Stored data entries.

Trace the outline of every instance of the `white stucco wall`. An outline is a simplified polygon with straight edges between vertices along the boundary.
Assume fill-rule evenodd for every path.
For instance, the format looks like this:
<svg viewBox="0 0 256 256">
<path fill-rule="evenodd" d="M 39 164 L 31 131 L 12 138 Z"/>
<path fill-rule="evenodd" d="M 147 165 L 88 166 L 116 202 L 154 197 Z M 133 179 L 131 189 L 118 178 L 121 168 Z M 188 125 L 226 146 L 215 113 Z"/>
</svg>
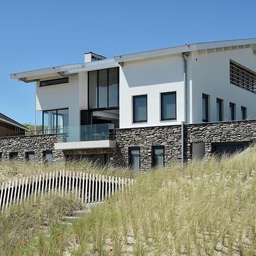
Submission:
<svg viewBox="0 0 256 256">
<path fill-rule="evenodd" d="M 209 121 L 217 121 L 216 98 L 223 100 L 224 121 L 229 119 L 229 102 L 236 105 L 237 119 L 242 118 L 241 106 L 247 108 L 248 119 L 256 118 L 256 94 L 229 82 L 229 60 L 256 72 L 256 55 L 251 48 L 218 52 L 192 53 L 192 119 L 202 122 L 202 93 L 209 95 Z"/>
<path fill-rule="evenodd" d="M 120 128 L 176 125 L 184 119 L 181 55 L 125 62 L 120 67 Z M 160 121 L 160 93 L 176 92 L 177 120 Z M 133 123 L 133 96 L 147 94 L 147 122 Z"/>
</svg>

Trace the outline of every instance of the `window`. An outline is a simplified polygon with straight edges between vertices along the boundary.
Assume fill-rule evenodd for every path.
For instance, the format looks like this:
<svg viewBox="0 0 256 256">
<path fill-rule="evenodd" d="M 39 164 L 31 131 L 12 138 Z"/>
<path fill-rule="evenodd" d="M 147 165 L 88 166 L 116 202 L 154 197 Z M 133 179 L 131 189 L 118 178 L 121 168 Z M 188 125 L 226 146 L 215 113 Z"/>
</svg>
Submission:
<svg viewBox="0 0 256 256">
<path fill-rule="evenodd" d="M 162 167 L 164 166 L 164 146 L 153 147 L 153 166 Z"/>
<path fill-rule="evenodd" d="M 119 106 L 119 68 L 88 72 L 88 109 Z"/>
<path fill-rule="evenodd" d="M 235 106 L 234 103 L 229 102 L 229 119 L 231 121 L 234 121 L 236 118 Z"/>
<path fill-rule="evenodd" d="M 10 160 L 12 161 L 18 160 L 18 152 L 11 152 L 10 153 Z"/>
<path fill-rule="evenodd" d="M 52 79 L 51 80 L 41 81 L 40 82 L 40 86 L 46 86 L 48 85 L 53 85 L 54 84 L 65 84 L 69 82 L 68 77 L 63 77 L 59 79 Z"/>
<path fill-rule="evenodd" d="M 67 132 L 68 123 L 68 109 L 43 112 L 44 134 Z"/>
<path fill-rule="evenodd" d="M 134 170 L 141 168 L 139 147 L 130 148 L 130 166 Z"/>
<path fill-rule="evenodd" d="M 26 159 L 30 162 L 34 162 L 35 160 L 35 152 L 28 151 L 26 153 Z"/>
<path fill-rule="evenodd" d="M 133 122 L 147 121 L 147 96 L 133 96 Z"/>
<path fill-rule="evenodd" d="M 222 121 L 222 100 L 217 98 L 217 121 Z"/>
<path fill-rule="evenodd" d="M 52 153 L 51 150 L 46 150 L 43 152 L 43 162 L 45 164 L 51 165 L 52 163 Z"/>
<path fill-rule="evenodd" d="M 176 119 L 176 92 L 161 93 L 161 120 Z"/>
<path fill-rule="evenodd" d="M 241 114 L 242 116 L 242 120 L 246 120 L 247 118 L 247 108 L 241 106 Z"/>
<path fill-rule="evenodd" d="M 203 94 L 202 100 L 203 122 L 208 122 L 208 96 Z"/>
<path fill-rule="evenodd" d="M 230 83 L 256 93 L 256 72 L 231 60 L 229 66 Z"/>
</svg>

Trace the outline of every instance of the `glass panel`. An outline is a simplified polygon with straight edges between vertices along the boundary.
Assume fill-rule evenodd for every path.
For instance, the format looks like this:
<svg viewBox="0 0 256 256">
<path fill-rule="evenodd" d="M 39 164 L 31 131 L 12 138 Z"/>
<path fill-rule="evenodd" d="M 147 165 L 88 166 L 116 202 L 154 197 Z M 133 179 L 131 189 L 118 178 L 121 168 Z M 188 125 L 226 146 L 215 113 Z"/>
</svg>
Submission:
<svg viewBox="0 0 256 256">
<path fill-rule="evenodd" d="M 118 106 L 118 68 L 109 69 L 109 107 Z"/>
<path fill-rule="evenodd" d="M 134 97 L 134 122 L 147 121 L 147 96 Z"/>
<path fill-rule="evenodd" d="M 108 69 L 98 71 L 98 108 L 108 107 Z"/>
<path fill-rule="evenodd" d="M 97 106 L 97 71 L 88 72 L 89 75 L 89 108 L 96 109 Z"/>
<path fill-rule="evenodd" d="M 67 133 L 67 127 L 68 127 L 68 109 L 60 109 L 57 112 L 57 132 Z M 64 128 L 65 127 L 65 128 Z"/>
<path fill-rule="evenodd" d="M 164 166 L 164 149 L 163 148 L 154 148 L 154 166 L 163 167 Z"/>
<path fill-rule="evenodd" d="M 56 133 L 57 111 L 44 111 L 43 113 L 44 127 L 45 134 Z"/>
<path fill-rule="evenodd" d="M 131 149 L 131 167 L 133 169 L 139 169 L 139 149 Z"/>
<path fill-rule="evenodd" d="M 176 118 L 176 93 L 162 94 L 162 119 Z"/>
</svg>

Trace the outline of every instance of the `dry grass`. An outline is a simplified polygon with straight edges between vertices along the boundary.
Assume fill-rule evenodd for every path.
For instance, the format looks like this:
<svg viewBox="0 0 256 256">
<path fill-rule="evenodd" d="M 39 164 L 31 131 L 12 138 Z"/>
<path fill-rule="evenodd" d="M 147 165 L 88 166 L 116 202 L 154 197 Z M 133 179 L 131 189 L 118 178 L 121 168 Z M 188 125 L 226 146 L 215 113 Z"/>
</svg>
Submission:
<svg viewBox="0 0 256 256">
<path fill-rule="evenodd" d="M 23 255 L 255 255 L 256 147 L 137 177 L 72 226 L 14 247 Z M 26 232 L 24 230 L 24 232 Z M 110 248 L 113 251 L 110 252 Z"/>
</svg>

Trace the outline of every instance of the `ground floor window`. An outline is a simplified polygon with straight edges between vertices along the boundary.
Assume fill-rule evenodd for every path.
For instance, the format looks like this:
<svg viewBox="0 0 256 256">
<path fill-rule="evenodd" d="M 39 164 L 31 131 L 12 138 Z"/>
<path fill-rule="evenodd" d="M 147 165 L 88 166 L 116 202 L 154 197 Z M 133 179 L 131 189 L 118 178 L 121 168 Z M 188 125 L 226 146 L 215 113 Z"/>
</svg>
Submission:
<svg viewBox="0 0 256 256">
<path fill-rule="evenodd" d="M 153 147 L 152 166 L 162 167 L 164 166 L 164 146 L 155 146 Z"/>
<path fill-rule="evenodd" d="M 11 160 L 18 160 L 18 152 L 11 152 L 9 157 Z"/>
<path fill-rule="evenodd" d="M 141 168 L 140 148 L 138 147 L 130 148 L 129 166 L 134 170 Z"/>
</svg>

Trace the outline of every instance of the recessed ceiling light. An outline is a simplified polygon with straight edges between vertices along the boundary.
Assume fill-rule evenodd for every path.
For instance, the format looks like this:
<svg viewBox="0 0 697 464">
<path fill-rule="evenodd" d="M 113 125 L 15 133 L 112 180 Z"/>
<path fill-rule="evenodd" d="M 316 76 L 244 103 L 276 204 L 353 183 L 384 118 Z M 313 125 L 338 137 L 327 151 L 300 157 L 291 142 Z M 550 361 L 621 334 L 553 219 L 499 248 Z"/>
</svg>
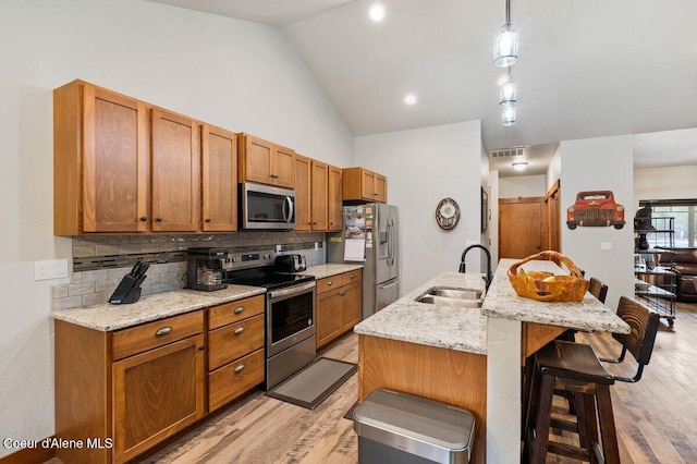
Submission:
<svg viewBox="0 0 697 464">
<path fill-rule="evenodd" d="M 382 7 L 380 3 L 375 3 L 372 7 L 370 7 L 370 11 L 368 14 L 370 15 L 370 19 L 372 21 L 378 23 L 382 21 L 382 19 L 384 19 L 384 7 Z"/>
</svg>

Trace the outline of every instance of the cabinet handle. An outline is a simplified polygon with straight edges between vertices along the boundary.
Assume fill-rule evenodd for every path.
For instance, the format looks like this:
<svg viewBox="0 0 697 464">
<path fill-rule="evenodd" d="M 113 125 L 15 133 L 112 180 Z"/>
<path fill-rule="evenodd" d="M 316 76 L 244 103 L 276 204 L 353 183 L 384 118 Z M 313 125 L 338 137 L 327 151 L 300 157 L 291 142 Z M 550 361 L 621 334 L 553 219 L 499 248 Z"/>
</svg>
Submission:
<svg viewBox="0 0 697 464">
<path fill-rule="evenodd" d="M 162 335 L 167 335 L 168 333 L 170 333 L 172 331 L 171 327 L 162 327 L 161 329 L 158 329 L 157 332 L 155 332 L 155 337 L 162 337 Z"/>
</svg>

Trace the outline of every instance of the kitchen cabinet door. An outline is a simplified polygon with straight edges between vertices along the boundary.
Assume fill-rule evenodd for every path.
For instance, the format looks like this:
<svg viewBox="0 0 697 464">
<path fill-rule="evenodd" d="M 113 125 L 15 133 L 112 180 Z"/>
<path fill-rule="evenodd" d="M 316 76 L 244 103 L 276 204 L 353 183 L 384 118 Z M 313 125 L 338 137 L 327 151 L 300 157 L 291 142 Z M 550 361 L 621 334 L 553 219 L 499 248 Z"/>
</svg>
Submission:
<svg viewBox="0 0 697 464">
<path fill-rule="evenodd" d="M 295 230 L 308 231 L 310 220 L 310 159 L 295 155 Z"/>
<path fill-rule="evenodd" d="M 363 308 L 363 283 L 360 280 L 341 289 L 343 293 L 343 312 L 341 314 L 342 331 L 353 329 L 353 326 L 360 322 L 360 310 Z"/>
<path fill-rule="evenodd" d="M 329 166 L 321 161 L 313 160 L 311 167 L 311 229 L 314 231 L 327 231 L 327 187 L 329 179 Z"/>
<path fill-rule="evenodd" d="M 240 143 L 240 182 L 273 185 L 273 144 L 249 134 Z"/>
<path fill-rule="evenodd" d="M 341 334 L 341 289 L 334 289 L 317 295 L 317 347 Z"/>
<path fill-rule="evenodd" d="M 293 188 L 295 181 L 295 151 L 273 145 L 273 185 Z"/>
<path fill-rule="evenodd" d="M 147 129 L 133 98 L 81 81 L 53 91 L 54 234 L 147 230 Z"/>
<path fill-rule="evenodd" d="M 122 463 L 204 417 L 204 335 L 113 364 L 113 461 Z"/>
<path fill-rule="evenodd" d="M 258 182 L 279 187 L 295 185 L 295 151 L 249 134 L 240 143 L 240 182 Z"/>
<path fill-rule="evenodd" d="M 237 230 L 237 135 L 201 126 L 201 215 L 204 231 Z"/>
<path fill-rule="evenodd" d="M 388 203 L 388 178 L 375 174 L 375 200 L 378 203 Z"/>
<path fill-rule="evenodd" d="M 327 230 L 341 231 L 343 228 L 342 216 L 342 172 L 341 168 L 329 167 L 329 182 L 327 190 Z"/>
<path fill-rule="evenodd" d="M 198 125 L 152 110 L 152 231 L 195 232 L 200 218 Z"/>
<path fill-rule="evenodd" d="M 375 172 L 367 169 L 360 170 L 360 196 L 365 199 L 375 199 Z"/>
</svg>

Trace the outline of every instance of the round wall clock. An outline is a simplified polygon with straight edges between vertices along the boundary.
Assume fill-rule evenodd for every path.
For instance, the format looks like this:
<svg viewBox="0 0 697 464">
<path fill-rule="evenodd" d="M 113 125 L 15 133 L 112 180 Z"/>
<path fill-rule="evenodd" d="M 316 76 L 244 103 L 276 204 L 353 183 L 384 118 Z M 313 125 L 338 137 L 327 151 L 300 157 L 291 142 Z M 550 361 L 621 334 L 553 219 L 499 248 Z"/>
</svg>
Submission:
<svg viewBox="0 0 697 464">
<path fill-rule="evenodd" d="M 452 198 L 443 198 L 436 207 L 436 222 L 441 229 L 451 230 L 460 221 L 460 206 Z"/>
</svg>

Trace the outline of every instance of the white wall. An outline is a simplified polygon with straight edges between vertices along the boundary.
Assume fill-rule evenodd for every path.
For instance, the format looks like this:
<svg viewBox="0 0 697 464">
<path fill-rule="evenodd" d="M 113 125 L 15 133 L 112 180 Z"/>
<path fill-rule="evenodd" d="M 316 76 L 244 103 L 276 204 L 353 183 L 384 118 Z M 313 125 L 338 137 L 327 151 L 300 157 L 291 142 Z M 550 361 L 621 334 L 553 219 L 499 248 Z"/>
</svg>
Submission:
<svg viewBox="0 0 697 464">
<path fill-rule="evenodd" d="M 356 164 L 388 176 L 388 203 L 400 208 L 401 294 L 444 270 L 457 270 L 468 242 L 479 243 L 479 121 L 356 137 Z M 487 167 L 488 170 L 488 167 Z M 455 229 L 436 222 L 445 197 L 460 205 Z M 467 257 L 478 270 L 480 257 Z"/>
<path fill-rule="evenodd" d="M 517 198 L 547 195 L 545 175 L 514 175 L 499 179 L 500 198 Z"/>
<path fill-rule="evenodd" d="M 52 89 L 75 78 L 340 167 L 353 136 L 276 27 L 142 0 L 2 0 L 0 437 L 54 432 L 50 285 Z M 453 265 L 454 266 L 454 265 Z M 14 450 L 0 444 L 0 456 Z"/>
<path fill-rule="evenodd" d="M 641 199 L 697 198 L 697 166 L 634 170 L 634 211 Z M 632 213 L 632 217 L 634 217 Z"/>
<path fill-rule="evenodd" d="M 560 144 L 562 211 L 573 205 L 582 191 L 609 190 L 615 202 L 627 208 L 634 198 L 632 136 L 567 141 Z M 608 284 L 606 305 L 615 308 L 622 295 L 634 295 L 633 215 L 627 208 L 623 229 L 579 227 L 570 230 L 562 213 L 562 253 L 568 256 L 586 277 Z M 610 243 L 610 252 L 601 252 L 601 243 Z"/>
</svg>

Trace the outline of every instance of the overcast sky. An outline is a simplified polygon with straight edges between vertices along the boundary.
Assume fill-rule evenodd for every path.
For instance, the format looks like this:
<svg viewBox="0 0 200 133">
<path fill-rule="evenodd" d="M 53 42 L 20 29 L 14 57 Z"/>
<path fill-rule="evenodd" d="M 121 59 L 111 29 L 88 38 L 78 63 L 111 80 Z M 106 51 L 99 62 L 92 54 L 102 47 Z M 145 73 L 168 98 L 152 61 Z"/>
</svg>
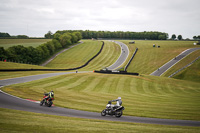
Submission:
<svg viewBox="0 0 200 133">
<path fill-rule="evenodd" d="M 0 32 L 160 31 L 200 35 L 200 0 L 0 0 Z"/>
</svg>

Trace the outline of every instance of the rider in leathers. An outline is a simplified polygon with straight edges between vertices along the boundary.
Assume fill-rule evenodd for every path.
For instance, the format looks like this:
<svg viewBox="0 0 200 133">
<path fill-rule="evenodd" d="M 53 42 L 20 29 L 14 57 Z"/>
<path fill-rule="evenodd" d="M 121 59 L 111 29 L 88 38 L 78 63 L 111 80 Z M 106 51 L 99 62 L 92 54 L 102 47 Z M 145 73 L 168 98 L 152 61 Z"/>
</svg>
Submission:
<svg viewBox="0 0 200 133">
<path fill-rule="evenodd" d="M 113 111 L 114 107 L 120 107 L 122 105 L 121 97 L 118 97 L 115 100 L 111 100 L 111 102 L 117 102 L 115 105 L 111 106 L 111 110 Z"/>
</svg>

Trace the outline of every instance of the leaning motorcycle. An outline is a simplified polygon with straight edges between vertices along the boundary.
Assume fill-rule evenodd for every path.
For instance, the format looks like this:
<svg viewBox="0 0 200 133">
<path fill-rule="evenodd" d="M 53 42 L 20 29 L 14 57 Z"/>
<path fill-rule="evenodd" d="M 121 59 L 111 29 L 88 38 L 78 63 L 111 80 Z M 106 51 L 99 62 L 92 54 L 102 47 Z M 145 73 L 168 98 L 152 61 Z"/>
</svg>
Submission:
<svg viewBox="0 0 200 133">
<path fill-rule="evenodd" d="M 101 112 L 101 116 L 106 116 L 106 115 L 115 115 L 116 117 L 121 117 L 123 114 L 123 110 L 125 109 L 123 106 L 115 107 L 111 104 L 111 101 L 108 102 L 106 105 L 106 109 L 104 109 Z M 113 108 L 113 109 L 112 109 Z"/>
<path fill-rule="evenodd" d="M 43 99 L 40 102 L 40 106 L 45 104 L 47 107 L 51 107 L 53 105 L 54 98 L 48 98 L 48 93 L 44 93 Z"/>
</svg>

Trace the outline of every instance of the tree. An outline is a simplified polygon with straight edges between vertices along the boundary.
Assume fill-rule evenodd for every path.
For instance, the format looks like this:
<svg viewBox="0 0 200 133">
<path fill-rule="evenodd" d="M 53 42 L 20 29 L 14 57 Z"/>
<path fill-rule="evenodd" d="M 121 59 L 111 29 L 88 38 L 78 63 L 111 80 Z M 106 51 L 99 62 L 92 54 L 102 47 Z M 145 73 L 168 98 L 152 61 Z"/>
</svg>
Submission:
<svg viewBox="0 0 200 133">
<path fill-rule="evenodd" d="M 0 47 L 0 60 L 7 59 L 7 52 L 3 47 Z"/>
<path fill-rule="evenodd" d="M 178 40 L 182 40 L 182 35 L 178 35 Z"/>
<path fill-rule="evenodd" d="M 80 32 L 75 32 L 76 36 L 78 37 L 78 41 L 82 39 L 82 35 Z"/>
<path fill-rule="evenodd" d="M 47 38 L 47 39 L 52 39 L 53 38 L 53 33 L 51 31 L 48 31 L 48 33 L 45 34 L 44 37 Z"/>
<path fill-rule="evenodd" d="M 18 35 L 18 39 L 28 39 L 29 37 L 27 35 Z"/>
<path fill-rule="evenodd" d="M 193 36 L 193 39 L 196 40 L 196 39 L 197 39 L 197 36 Z"/>
<path fill-rule="evenodd" d="M 8 33 L 0 32 L 0 37 L 6 38 L 6 37 L 10 37 L 10 35 Z"/>
<path fill-rule="evenodd" d="M 165 37 L 165 35 L 159 35 L 159 36 L 158 36 L 158 39 L 159 39 L 159 40 L 166 40 L 166 37 Z"/>
<path fill-rule="evenodd" d="M 78 37 L 76 36 L 76 34 L 75 33 L 71 33 L 71 42 L 72 43 L 76 43 L 77 41 L 78 41 Z"/>
<path fill-rule="evenodd" d="M 173 39 L 173 40 L 176 39 L 176 35 L 175 35 L 175 34 L 172 35 L 172 39 Z"/>
<path fill-rule="evenodd" d="M 55 33 L 54 35 L 53 35 L 53 39 L 56 39 L 56 40 L 60 40 L 60 36 L 61 36 L 61 34 L 60 33 Z"/>
<path fill-rule="evenodd" d="M 63 48 L 65 48 L 67 45 L 72 44 L 71 38 L 72 37 L 69 35 L 69 33 L 64 33 L 63 35 L 60 36 L 59 40 Z"/>
</svg>

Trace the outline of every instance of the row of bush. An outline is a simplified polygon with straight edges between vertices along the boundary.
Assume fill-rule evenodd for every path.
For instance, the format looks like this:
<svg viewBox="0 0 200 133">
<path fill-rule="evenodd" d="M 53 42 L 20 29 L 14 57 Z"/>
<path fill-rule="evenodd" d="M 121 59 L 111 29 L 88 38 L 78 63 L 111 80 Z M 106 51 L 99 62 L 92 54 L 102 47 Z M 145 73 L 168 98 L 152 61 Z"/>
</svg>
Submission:
<svg viewBox="0 0 200 133">
<path fill-rule="evenodd" d="M 81 38 L 80 32 L 55 33 L 51 41 L 41 44 L 36 48 L 32 46 L 24 47 L 22 45 L 12 46 L 8 49 L 0 47 L 0 58 L 1 60 L 10 60 L 13 62 L 41 64 L 59 50 L 77 43 Z"/>
</svg>

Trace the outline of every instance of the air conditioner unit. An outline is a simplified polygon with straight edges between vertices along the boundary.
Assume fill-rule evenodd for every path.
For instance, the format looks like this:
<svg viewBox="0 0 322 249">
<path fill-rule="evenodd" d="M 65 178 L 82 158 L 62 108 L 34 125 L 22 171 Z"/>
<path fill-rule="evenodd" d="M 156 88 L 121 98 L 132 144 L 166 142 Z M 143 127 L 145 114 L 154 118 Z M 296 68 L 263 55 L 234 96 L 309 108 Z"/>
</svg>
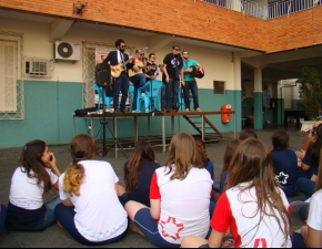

Task statement. From the listing above, extract every line that contains the string "window".

The response.
Trace the outline of every instance of the `window`. An outline is a simplified polygon with straight edges between vertices along the boundary.
Trace the outline of every instance of the `ground floor window`. An outline is a simplified polygon with straight edges between vertices along the boundary.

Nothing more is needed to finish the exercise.